Drop the pictures, then extract the listing word for word.

····················

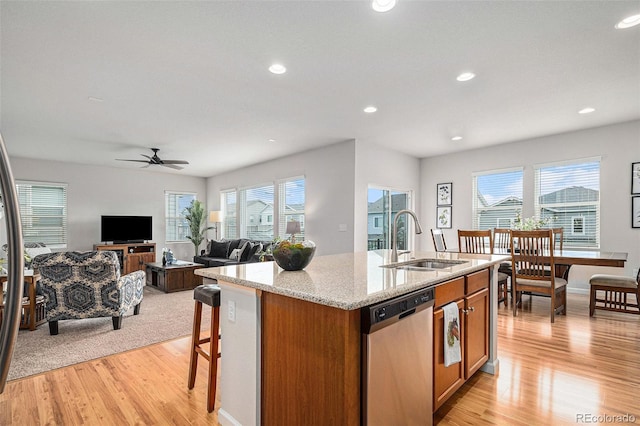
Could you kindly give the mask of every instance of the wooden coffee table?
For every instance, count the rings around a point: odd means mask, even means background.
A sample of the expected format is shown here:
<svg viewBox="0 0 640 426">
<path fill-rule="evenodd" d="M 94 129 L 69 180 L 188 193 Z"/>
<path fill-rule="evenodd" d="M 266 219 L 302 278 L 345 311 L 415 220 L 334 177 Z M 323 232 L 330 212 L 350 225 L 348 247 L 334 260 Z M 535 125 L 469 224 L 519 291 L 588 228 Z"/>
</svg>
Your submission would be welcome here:
<svg viewBox="0 0 640 426">
<path fill-rule="evenodd" d="M 204 268 L 200 263 L 176 261 L 171 265 L 161 262 L 147 263 L 147 285 L 156 287 L 165 293 L 192 290 L 202 284 L 202 277 L 193 273 L 196 269 Z"/>
</svg>

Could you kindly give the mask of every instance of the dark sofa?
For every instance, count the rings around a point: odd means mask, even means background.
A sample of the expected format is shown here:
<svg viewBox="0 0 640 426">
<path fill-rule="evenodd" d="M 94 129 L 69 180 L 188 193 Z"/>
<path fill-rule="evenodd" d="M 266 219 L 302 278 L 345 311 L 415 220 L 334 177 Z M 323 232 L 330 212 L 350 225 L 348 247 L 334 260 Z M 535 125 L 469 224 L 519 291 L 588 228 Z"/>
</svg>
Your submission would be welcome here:
<svg viewBox="0 0 640 426">
<path fill-rule="evenodd" d="M 257 253 L 266 250 L 270 244 L 269 241 L 246 238 L 211 240 L 207 243 L 207 248 L 200 252 L 200 256 L 193 257 L 193 261 L 208 267 L 258 262 L 260 259 Z"/>
</svg>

····················

*ANSWER SECTION:*
Could you kindly give the mask of every instance of the wooden coffee table?
For every instance, count the rings around a point: odd means mask, even means background.
A sample of the expected format is shown here:
<svg viewBox="0 0 640 426">
<path fill-rule="evenodd" d="M 94 129 L 69 180 L 188 193 Z"/>
<path fill-rule="evenodd" d="M 266 219 L 302 278 L 345 311 L 415 220 L 334 177 Z M 323 232 L 330 212 L 350 225 L 348 247 L 334 260 Z M 535 125 L 469 224 L 519 291 L 588 228 Z"/>
</svg>
Your submission would be welcome here:
<svg viewBox="0 0 640 426">
<path fill-rule="evenodd" d="M 204 268 L 200 263 L 176 261 L 171 265 L 161 262 L 147 263 L 147 285 L 156 287 L 165 293 L 192 290 L 202 284 L 202 277 L 193 273 L 196 269 Z"/>
</svg>

Could you kindly give the mask of every instance of the dark sofa?
For every instance, count the rings around a point: odd means mask, even means background.
A sample of the expected format is shown here:
<svg viewBox="0 0 640 426">
<path fill-rule="evenodd" d="M 94 129 L 69 180 L 188 193 Z"/>
<path fill-rule="evenodd" d="M 266 219 L 302 278 L 345 311 L 415 220 L 334 177 Z M 323 232 L 330 212 L 350 225 L 348 247 L 334 260 Z M 535 125 L 469 224 L 519 291 L 588 228 Z"/>
</svg>
Your submission would be welcome here:
<svg viewBox="0 0 640 426">
<path fill-rule="evenodd" d="M 257 253 L 266 250 L 270 244 L 269 241 L 246 238 L 211 240 L 207 243 L 207 248 L 200 252 L 200 256 L 193 257 L 193 261 L 208 267 L 258 262 L 260 259 Z"/>
</svg>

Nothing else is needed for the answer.